Problems and tasks:
A. List the ways the guide on removing hacked pages gives for getting the list of hacked URLs.
B. Carry on the guide on removing hacked pages from the point where it stops.

Text segment:
I have seen this happen in live SERPs, once the hacked pages were removed the rankings recovered.
1. Get A List Of Hacked URLs
There are three ways to get the list of URLs that hackers have inserted into your website. Some are better than others...
a) Decrypting hackers files on your server (best method as this gets you the full list immediately)
b) Getting the list of URLs from Google Search Console (second best)
c) Using site:domain.com search operator (Use Serp Extractor)
Decrypting files on your server
Decrypting files on your server is the ONLY way you will ever get all URLs that the hackers created all at once.
DO NOT delete the hacked files before decrypting them.
The problem with all other methods is that you are now using a secondary source, such as Google search results or Google search console. Secondary sources will only give a small percentage of the total URLs and you will spend a lot of time getting the full list.
I use a guy on Fiverr who specializes in decryption. I won’t mention him here but he is easy to find and charges start from $10.
Search: “decrypt php” on Fiverr.
2. Set Hacked Pages To 410 Error Status
A 410 status code tells search engines that the page has been deleted. 410 Errors are not supported by GSC reports.
It will show as an error in GSC for reporting purposes only. Google will action this correctly on their own server.
There are two ways to create 410 errors on your WP site that I recommend. I have coded two plugins that help you do this.
You can choose either the paid or the free route at this point.
Plugin 1) IndexJet (paid)
Plugin 2) 410 Delete Pages SEO (free)
IndexJet also allows you to request Google to visit your 410 pages again in bulk and generate XML sitemaps. More on that below.
Go to the 410 Tool/section in either of the WP plugins and copy/paste your list of hacked URLs that you want to be 410 errors.
Benefits of 410 errors over 404:
With a 410 we are telling Google clearly this page has been deleted. We are saying once Google has discovered the 410, there is no need for them to come back and check again, because the page is gone. This can save crawl budget when compared to a 404.
A 404 forces Google to come back regularly to check if your page is now back online. This is not something you want if you have thousands of hacked pages that Google needs to check 404’s on.
4. Create a Sitemap Of The Hacked URLs
Inside the IndexJet plugin you can directly create a sitemap.xml that includes all hacked pages, which you have now set to 410. This is important because we want Google to visit all these pages to discover our new 410 deleted status.
If you do not have IndexJet, the workaround is to use this Google sheet (make a copy) that I created to generate an XML sitemap from a list of URLs that you can copy and paste. You would then need to manually upload this XML sitemap to your server. The last step is to submit your sitemap to Google via GSC.

[Records from a collection]
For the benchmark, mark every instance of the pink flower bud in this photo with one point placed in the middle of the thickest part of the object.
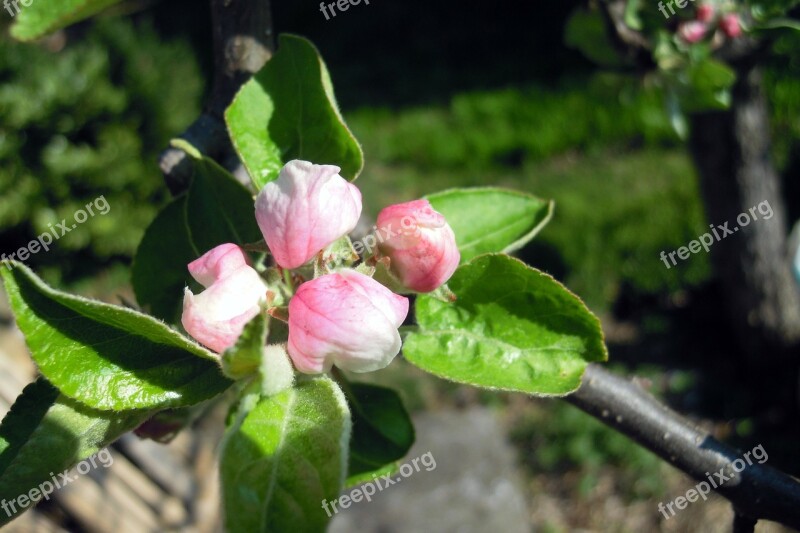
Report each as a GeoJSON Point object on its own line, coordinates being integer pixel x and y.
{"type": "Point", "coordinates": [730, 25]}
{"type": "Point", "coordinates": [345, 319]}
{"type": "Point", "coordinates": [216, 316]}
{"type": "Point", "coordinates": [307, 208]}
{"type": "Point", "coordinates": [705, 12]}
{"type": "Point", "coordinates": [692, 31]}
{"type": "Point", "coordinates": [420, 244]}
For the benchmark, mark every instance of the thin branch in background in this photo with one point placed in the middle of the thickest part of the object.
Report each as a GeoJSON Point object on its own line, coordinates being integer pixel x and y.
{"type": "Point", "coordinates": [243, 43]}
{"type": "Point", "coordinates": [757, 492]}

Answers to the exercises:
A.
- Decrypting hackers files on your server
- Getting the list of URLs from Google Search Console
- Using site:domain.com search operator (Use Serp Extractor)

B.
5. Submit Sitemap To Google Search Console
Copy and paste your sitemap URL into Google Search Console
6. Get Google To Discover The New Status (410) Of Your Hacked URLs
We have submitted a sitemap to Google, but this is not enough. Hackers have likely also hijacked your GSC and submitted their own sitemap previously to get the hacked pages indexed.
Google is reluctant to visit these hacked pages again because they are of low quality.
So how do we force Googlebot to come back as soon as possible to look at these hacked pages, in order to make Google realise that they are now 410 - deleted/gone?
The solution is IndexJet’s integration with three indexing services:
Via these services you can request Google to come discover your pages, IN ONE CLICK, directly from your WP dashboard.
At this point you need to bring your own API key. We might offer plans later that includes X amounts of Indexing credits per month/year.
An alternative for SEO's who are not IndexJet users would be to Google search console and submit hacked pages for indexing manually.
7. Monitor Googlebot While It Crawls Your URLs
We want to know when Google has discovered your 410 status codes.
At this point Google is aware that you have deleted the hacked pages from your server and can start to reprocess the signals (such as topical relevance of your website and internal link signals).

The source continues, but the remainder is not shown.